Supplied text =>
<<<<

Eldridge served her “proposed judgment on equitable claims.”
Defendants objected to Eldridge’s proposed judgment. They argued that the
judgment should more properly be interlocutory. Defendants reasoned that the court had
limited trial to two factual issues: (1) the interpretation of the McNama settlement, and
(2) whether the defendants are bound by the terms of the McNama settlement. As a result
of this limitation on the trial’s scope, defendants argued that other issues raised by the
pleadings remained to be tried, such as Eldridge’s claim for injunctive relief, and
defendants’ affirmative defenses of statute of limitations, laches, lack of privity, and the
statute of frauds, among others.
The trial court scheduled a hearing into whether an interlocutory or a final
judgment was appropriate given defendants’ objections to Eldridge’s proposed judgment.
7
(Cal. Rules of Court, rule 3.1591; Code Civ. Proc., § 577; Wegner et al., Cal. Practice
Guide: Civil Trials and Evidence (The Rutter Group 2014) § 16:108, p. 16-23.)
Defendants fired Mr. Kohn. Through their new attorneys defendants took the
position that trial had not been completed, notwithstanding they had rested on April 2,
2012. Toward that end, defendants filed a statement of decision intimating that issues
remained to be determined and echoing their position that the trial court had limited the
scope of issues before trial. Defendants also moved for leave to reopen trial.
The trial court rejected defendants’ assertion that the court had limited the
equitable portion of the trial to the “ ‘meaning of the [McNama] settlement agreement’ ”
and whether Cleeland had the ability to bind defendants contractually. After reviewing
the portions of the reporter’s transcript cited by defendants, the court explained that the
issue before the court in the declaratory relief trial was the meaning of the settlement and
its legal effect. The court then explained, “If Defendants believed, at the time of the trial,
there were defenses to enforcement of the settlement agreement, they should have raised
them. It is clear that the issue was not limited to the ‘meaning’ of the settlement
agreement, as Defendants now contend. . . . [¶] Defendants’ attempt, at this time, to add
a cause of action to rescind the contract and to add affirmative defenses to enforcement of
the contract, fails. The issue has already been decided.” (Italics added.)
Turning to defendants’ objections to Eldridge’s “proposed judgment on equitable
claims,” the trial court overruled them1 and determined that a judgment, as opposed to an
interlocutory ruling, was proper. It reasoned that there were “no issues remaining to be
tried as between Plaintiff, Eldridge[,] and Defendants. There are no remaining
affirmative defenses to be tried, as the defenses were asserted to the operative complaint,
which was tried in full.” (Italics added.) The only causes of action remaining to be tried
were the legal ones asserted by Newman, which did not involve Eldridge. Thus, the court
1
The court also denied defendants’ proposed statement of decision as untimely
filed, denied their motion for leave to amend the cross-complaint and answer, and
overruled their objections to the proposed judgment.
8
concluded, a final judgment was proper as between defendants and Eldridge. The court
entered judgment on the equitable claims.

>>>>

Data extract =>
<<<<

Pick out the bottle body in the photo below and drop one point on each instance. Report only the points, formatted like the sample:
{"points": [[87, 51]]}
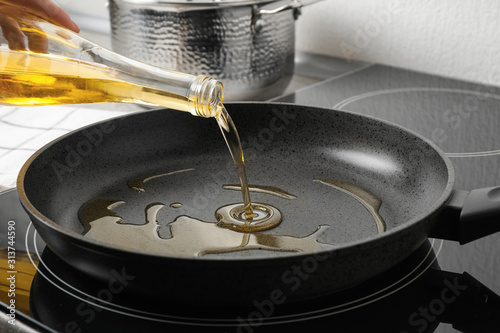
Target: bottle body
{"points": [[43, 64]]}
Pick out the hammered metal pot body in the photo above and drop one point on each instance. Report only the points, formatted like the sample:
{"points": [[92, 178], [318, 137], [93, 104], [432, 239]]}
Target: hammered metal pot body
{"points": [[253, 55]]}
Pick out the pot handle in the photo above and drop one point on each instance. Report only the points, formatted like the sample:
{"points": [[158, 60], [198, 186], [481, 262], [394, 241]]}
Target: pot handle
{"points": [[277, 7], [468, 216]]}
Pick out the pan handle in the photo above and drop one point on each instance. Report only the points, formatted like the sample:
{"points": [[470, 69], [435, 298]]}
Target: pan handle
{"points": [[469, 215]]}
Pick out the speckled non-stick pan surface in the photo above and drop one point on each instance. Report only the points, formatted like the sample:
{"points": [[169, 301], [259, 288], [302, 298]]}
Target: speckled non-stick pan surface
{"points": [[289, 147]]}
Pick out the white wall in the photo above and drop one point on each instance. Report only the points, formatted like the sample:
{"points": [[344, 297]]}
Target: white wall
{"points": [[456, 38]]}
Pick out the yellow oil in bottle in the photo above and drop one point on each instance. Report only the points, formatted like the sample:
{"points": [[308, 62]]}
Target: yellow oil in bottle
{"points": [[28, 78]]}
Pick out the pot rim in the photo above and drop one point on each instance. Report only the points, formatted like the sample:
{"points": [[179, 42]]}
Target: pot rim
{"points": [[197, 4]]}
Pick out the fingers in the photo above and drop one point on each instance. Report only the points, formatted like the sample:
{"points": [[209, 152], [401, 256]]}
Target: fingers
{"points": [[16, 32], [48, 10], [12, 33]]}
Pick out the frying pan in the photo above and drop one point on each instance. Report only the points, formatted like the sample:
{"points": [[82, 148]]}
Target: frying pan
{"points": [[403, 178]]}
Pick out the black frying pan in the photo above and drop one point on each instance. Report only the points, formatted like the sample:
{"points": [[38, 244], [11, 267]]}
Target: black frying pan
{"points": [[287, 146]]}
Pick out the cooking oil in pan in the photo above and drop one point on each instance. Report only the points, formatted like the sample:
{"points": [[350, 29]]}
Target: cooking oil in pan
{"points": [[189, 237], [193, 237]]}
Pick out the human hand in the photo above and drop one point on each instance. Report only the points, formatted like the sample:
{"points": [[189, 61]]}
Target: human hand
{"points": [[46, 9], [19, 26]]}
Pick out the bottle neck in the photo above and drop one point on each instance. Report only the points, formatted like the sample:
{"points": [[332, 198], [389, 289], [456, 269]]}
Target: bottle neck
{"points": [[205, 97]]}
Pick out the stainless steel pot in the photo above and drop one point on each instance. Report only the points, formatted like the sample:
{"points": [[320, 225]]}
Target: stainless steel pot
{"points": [[247, 44]]}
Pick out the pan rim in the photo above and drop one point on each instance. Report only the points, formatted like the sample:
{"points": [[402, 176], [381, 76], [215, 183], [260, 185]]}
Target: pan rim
{"points": [[344, 247]]}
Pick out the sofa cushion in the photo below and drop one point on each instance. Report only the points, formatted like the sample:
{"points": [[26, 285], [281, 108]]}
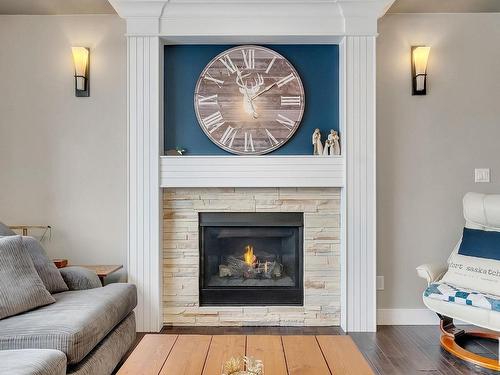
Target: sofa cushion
{"points": [[75, 324], [21, 289], [79, 278], [32, 362], [108, 353], [46, 269], [5, 230]]}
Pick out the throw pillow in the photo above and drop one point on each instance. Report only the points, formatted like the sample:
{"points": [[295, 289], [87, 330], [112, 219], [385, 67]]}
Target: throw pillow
{"points": [[476, 265], [5, 230], [46, 269], [21, 289], [480, 244]]}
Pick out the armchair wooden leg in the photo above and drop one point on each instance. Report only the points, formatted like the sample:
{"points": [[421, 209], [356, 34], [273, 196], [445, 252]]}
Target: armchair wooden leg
{"points": [[449, 335]]}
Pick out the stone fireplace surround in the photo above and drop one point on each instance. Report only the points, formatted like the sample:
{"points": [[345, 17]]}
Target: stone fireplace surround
{"points": [[321, 208], [350, 23]]}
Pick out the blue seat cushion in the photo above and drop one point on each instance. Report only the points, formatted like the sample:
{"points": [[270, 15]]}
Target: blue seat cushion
{"points": [[449, 293]]}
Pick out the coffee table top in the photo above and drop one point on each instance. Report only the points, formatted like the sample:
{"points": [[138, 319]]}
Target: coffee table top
{"points": [[281, 355]]}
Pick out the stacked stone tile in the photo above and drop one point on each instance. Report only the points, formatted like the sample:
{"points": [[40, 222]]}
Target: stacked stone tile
{"points": [[321, 209]]}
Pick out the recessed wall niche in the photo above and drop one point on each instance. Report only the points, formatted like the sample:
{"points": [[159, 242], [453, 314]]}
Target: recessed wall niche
{"points": [[317, 65]]}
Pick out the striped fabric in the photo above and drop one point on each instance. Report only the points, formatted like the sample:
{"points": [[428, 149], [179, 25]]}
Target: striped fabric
{"points": [[32, 362], [5, 230], [79, 278], [21, 289], [46, 269], [105, 356], [75, 324]]}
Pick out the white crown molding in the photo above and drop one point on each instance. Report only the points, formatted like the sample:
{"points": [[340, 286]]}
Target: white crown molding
{"points": [[251, 18]]}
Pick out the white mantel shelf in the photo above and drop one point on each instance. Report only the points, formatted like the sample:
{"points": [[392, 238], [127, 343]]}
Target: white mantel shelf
{"points": [[252, 171]]}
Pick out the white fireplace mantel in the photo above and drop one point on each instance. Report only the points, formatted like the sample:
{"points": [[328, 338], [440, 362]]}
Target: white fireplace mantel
{"points": [[353, 25], [252, 171]]}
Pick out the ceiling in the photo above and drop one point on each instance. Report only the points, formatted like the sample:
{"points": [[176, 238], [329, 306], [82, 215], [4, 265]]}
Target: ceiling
{"points": [[55, 7], [445, 6], [103, 7]]}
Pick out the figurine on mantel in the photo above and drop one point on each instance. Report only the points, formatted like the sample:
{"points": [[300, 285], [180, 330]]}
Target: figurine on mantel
{"points": [[178, 151], [316, 141], [332, 146]]}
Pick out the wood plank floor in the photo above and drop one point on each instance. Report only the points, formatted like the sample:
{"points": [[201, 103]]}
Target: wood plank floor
{"points": [[282, 355], [392, 350]]}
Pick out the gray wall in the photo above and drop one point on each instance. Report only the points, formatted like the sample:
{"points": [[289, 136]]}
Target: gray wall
{"points": [[428, 147], [62, 158]]}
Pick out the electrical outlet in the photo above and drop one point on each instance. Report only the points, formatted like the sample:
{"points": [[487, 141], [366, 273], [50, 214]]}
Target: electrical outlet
{"points": [[380, 282], [482, 175]]}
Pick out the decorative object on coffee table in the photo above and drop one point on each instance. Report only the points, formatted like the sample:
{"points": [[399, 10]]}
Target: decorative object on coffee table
{"points": [[103, 271], [243, 366]]}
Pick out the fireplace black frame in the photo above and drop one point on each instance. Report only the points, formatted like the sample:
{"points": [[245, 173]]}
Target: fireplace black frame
{"points": [[253, 296]]}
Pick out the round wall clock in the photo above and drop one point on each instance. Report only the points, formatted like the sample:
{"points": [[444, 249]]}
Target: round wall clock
{"points": [[249, 100]]}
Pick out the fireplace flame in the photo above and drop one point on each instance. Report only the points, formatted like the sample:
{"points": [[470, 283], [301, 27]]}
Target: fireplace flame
{"points": [[248, 256]]}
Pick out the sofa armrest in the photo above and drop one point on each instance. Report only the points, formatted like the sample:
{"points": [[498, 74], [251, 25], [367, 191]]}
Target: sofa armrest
{"points": [[432, 272], [79, 278]]}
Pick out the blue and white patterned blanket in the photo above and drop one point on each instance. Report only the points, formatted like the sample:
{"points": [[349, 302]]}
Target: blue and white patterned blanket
{"points": [[462, 296]]}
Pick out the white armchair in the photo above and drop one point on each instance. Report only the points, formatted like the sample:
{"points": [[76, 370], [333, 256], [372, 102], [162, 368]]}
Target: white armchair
{"points": [[432, 271], [481, 211]]}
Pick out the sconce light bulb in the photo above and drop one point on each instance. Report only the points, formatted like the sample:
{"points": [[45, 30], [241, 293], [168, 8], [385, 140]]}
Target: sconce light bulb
{"points": [[80, 59], [420, 57]]}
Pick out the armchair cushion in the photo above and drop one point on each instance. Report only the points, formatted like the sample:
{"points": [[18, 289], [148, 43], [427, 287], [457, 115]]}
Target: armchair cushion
{"points": [[462, 296], [431, 272], [79, 278], [480, 243]]}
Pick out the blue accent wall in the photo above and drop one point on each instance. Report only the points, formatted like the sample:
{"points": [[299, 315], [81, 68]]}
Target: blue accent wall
{"points": [[317, 65]]}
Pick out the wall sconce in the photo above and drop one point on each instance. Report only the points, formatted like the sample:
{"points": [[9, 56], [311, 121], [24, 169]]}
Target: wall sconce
{"points": [[81, 59], [419, 57]]}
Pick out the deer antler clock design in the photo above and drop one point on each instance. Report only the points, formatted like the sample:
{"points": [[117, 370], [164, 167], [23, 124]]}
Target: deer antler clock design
{"points": [[249, 100]]}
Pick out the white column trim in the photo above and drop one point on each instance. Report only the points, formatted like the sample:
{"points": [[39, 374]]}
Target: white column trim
{"points": [[360, 189], [144, 196]]}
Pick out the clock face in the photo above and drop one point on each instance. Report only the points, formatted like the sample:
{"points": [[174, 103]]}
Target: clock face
{"points": [[249, 100]]}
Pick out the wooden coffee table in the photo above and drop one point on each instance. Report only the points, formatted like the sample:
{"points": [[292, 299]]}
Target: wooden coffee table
{"points": [[281, 355]]}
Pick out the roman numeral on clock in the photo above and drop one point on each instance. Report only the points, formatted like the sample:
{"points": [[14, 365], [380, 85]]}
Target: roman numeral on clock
{"points": [[218, 82], [270, 64], [228, 63], [207, 100], [285, 121], [213, 122], [290, 100], [248, 142], [273, 141], [249, 58], [228, 136], [283, 81]]}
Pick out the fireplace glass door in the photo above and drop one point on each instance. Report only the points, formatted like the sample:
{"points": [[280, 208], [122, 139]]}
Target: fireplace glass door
{"points": [[251, 259]]}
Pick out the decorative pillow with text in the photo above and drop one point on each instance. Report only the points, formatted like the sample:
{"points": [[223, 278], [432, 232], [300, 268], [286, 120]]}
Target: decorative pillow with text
{"points": [[476, 265]]}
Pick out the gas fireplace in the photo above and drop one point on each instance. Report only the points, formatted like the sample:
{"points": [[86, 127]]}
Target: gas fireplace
{"points": [[251, 258]]}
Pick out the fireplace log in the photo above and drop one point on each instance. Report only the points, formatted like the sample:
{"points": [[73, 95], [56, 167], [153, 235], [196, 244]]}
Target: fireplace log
{"points": [[224, 271]]}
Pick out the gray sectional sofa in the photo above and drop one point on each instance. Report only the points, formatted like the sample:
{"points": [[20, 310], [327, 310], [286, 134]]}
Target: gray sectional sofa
{"points": [[87, 330]]}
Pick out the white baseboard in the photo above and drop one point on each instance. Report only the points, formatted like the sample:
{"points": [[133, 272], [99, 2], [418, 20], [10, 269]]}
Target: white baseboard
{"points": [[388, 317]]}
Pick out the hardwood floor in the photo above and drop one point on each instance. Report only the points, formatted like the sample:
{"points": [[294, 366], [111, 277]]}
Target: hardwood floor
{"points": [[392, 350]]}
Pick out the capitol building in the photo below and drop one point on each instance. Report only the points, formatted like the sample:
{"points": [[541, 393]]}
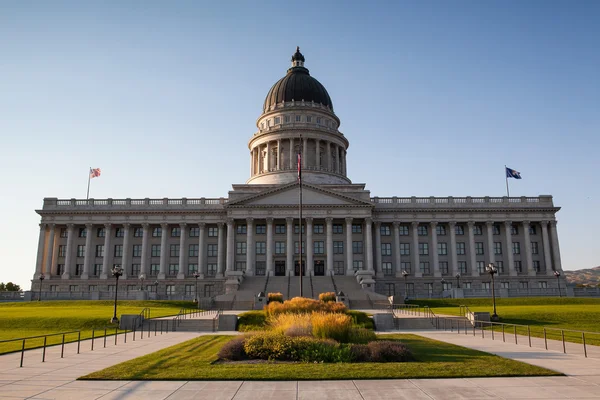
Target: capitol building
{"points": [[250, 238]]}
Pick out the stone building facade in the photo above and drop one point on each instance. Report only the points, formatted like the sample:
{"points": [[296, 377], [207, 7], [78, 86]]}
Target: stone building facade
{"points": [[418, 246]]}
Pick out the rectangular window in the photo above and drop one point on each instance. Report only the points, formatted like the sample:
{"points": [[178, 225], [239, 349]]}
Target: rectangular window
{"points": [[211, 250], [118, 250], [516, 248], [99, 250], [338, 247], [442, 249], [479, 248], [405, 249], [319, 247]]}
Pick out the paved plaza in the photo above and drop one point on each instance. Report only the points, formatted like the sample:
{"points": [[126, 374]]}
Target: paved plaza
{"points": [[56, 378]]}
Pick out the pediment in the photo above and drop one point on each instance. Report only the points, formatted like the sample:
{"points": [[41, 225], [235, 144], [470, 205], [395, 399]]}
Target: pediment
{"points": [[288, 195]]}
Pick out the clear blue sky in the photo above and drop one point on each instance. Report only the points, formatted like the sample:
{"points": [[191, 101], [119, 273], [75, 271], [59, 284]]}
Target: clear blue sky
{"points": [[434, 96]]}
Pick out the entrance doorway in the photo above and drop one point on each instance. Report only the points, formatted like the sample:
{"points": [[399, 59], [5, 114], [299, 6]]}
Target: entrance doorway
{"points": [[279, 268], [319, 267]]}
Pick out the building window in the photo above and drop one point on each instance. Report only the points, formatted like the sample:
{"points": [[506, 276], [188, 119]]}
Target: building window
{"points": [[479, 248], [385, 230], [442, 249], [212, 250], [338, 247], [279, 247], [405, 249], [99, 250], [386, 267], [319, 247], [516, 248]]}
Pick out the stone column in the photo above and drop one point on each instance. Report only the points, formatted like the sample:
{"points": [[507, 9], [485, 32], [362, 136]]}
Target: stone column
{"points": [[69, 257], [201, 250], [106, 258], [453, 259], [378, 248], [415, 250], [309, 247], [435, 256], [146, 249], [368, 243], [509, 255], [289, 255], [546, 244], [183, 254], [126, 259], [40, 257], [472, 256], [50, 252], [221, 250], [250, 250], [329, 243], [490, 234], [528, 256], [349, 266], [270, 269], [163, 251], [87, 256]]}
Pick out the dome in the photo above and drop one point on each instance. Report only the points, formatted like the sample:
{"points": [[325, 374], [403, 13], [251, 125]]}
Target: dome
{"points": [[297, 85]]}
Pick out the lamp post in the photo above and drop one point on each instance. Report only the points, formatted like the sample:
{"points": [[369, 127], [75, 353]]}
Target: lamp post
{"points": [[117, 273], [405, 275], [196, 275], [42, 277], [557, 274], [492, 270]]}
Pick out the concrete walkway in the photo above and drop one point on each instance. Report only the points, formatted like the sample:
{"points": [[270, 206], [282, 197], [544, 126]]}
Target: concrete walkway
{"points": [[56, 378]]}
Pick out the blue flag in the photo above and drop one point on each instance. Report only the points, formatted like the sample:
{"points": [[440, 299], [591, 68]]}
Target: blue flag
{"points": [[511, 173]]}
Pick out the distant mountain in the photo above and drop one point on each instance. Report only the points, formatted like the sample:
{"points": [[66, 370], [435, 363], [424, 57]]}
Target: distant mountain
{"points": [[584, 276]]}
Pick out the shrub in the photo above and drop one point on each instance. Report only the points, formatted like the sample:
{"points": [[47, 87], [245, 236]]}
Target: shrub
{"points": [[388, 351], [278, 297], [233, 350], [327, 297]]}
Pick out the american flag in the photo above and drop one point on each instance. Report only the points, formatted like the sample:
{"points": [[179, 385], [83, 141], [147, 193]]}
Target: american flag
{"points": [[94, 172]]}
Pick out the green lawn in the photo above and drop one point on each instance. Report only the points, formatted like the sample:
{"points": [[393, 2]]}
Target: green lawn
{"points": [[19, 320], [193, 360]]}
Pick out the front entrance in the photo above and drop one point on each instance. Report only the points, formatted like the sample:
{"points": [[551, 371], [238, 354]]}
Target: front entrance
{"points": [[297, 268], [319, 267], [279, 268]]}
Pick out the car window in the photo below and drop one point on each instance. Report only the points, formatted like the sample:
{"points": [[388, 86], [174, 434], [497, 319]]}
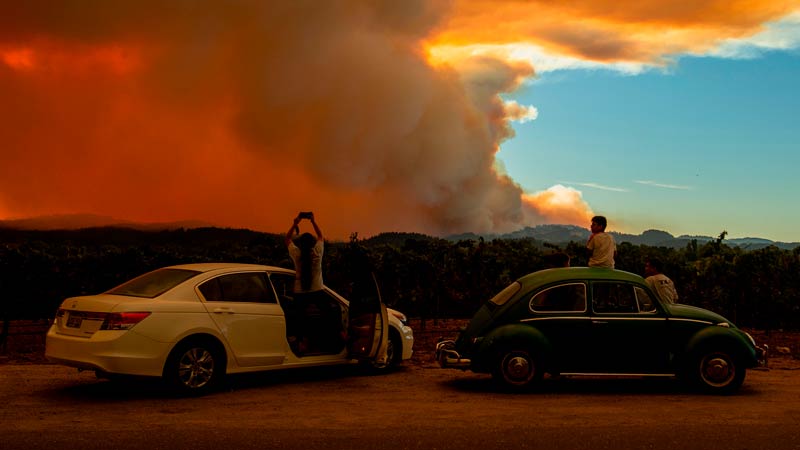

>>>>

Parts of the exercise =>
[1] Please write out the stretch of the court opinion from "Turning to defendants’" through "the proposed judgment.".
[2] State how many lines of the records contain the string "clear". Reply with the number alone.

Final answers =>
[1]
Turning to defendants’ objections to Eldridge’s “proposed judgment on equitable
claims,” the trial court overruled them1 and determined that a judgment, as opposed to an
interlocutory ruling, was proper. It reasoned that there were “no issues remaining to be
tried as between Plaintiff, Eldridge[,] and Defendants. There are no remaining
affirmative defenses to be tried, as the defenses were asserted to the operative complaint,
which was tried in full.” (Italics added.) The only causes of action remaining to be tried
were the legal ones asserted by Newman, which did not involve Eldridge. Thus, the court
1
The court also denied defendants’ proposed statement of decision as untimely
filed, denied their motion for leave to amend the cross-complaint and answer, and
overruled their objections to the proposed judgment.

[2] 2